PASSAGE TO READ:
Car Industry

GM recalls 3.6 million cars for non-Takata airbag issue

The lack of relation to Takata doesn't mean the recall is any less serious, though.

Wayne Cunningham/Roadshow

A lack of proper airbag deployment can increase the chance of injuries, or worse, in the event of a collision.

Chevrolet

Are airbags more trouble than they're worth? No. Oh, goodness, no. The latest airbag recalls aren't the fault of the parts themselves. They represent a failure of the human element of automotive manufacturing, whether it's cost cutting at Takata or, in the case of GM's massive new recall, some buggy software code.

General Motors has issued a recall for 3.64 million vehicles in the United States for an airbag issue. The recall affects a whole boatload of vehicles, from police cars to electric vehicles to full-size trucks and SUVs.

The issue with the airbags can be traced to a software defect. In the affected cars, the sensing and diagnostic module might prevent the deployment of front airbags and seat belt pretensioners when a crash is "preceded by a specific event," GM says, but it did not expand upon that further.

DATA SEGMENT:

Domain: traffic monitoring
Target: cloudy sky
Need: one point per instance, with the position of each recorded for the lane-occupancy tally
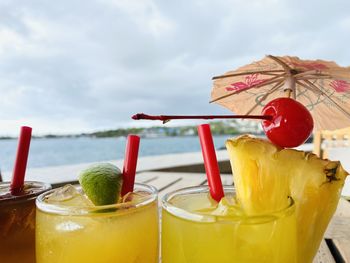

ACTIVITIES:
A. Name every kind of vehicle that the GM recall article says the recall affects.
B. Continue the GM recall article from where it stops.
The listing has nothing to do with the GM recall article.

EXERCISE RESPONSES:
A. Police cars, electric vehicles, full-size trucks and SUVs.

B.
Here's the whole list of affected vehicles:

2014-2016: Buick LaCrosse, Chevrolet SS, Chevrolet Spark EV

2014-2017: Chevrolet Corvette, Chevrolet Trax, Chevrolet Caprice PPV, Chevrolet Silverado 1500, Buick Encore, GMC Sierra 1500

2015-2017: Chevrolet Tahoe, Chevrolet Suburban, Chevrolet Silverado HD, GMC Yukon, GMC Yukon XL, GMC Sierra HD, Cadillac Escalade, Cadillac Escalade ESV

While the issue may be serious, thankfully, it's an easy fix. When it's time to head to the dealer, the service department will update your vehicle's software, which should take around an hour. That's it. In the meantime, try to avoid that "specific event" that GM did not explain in any detail whatsoever.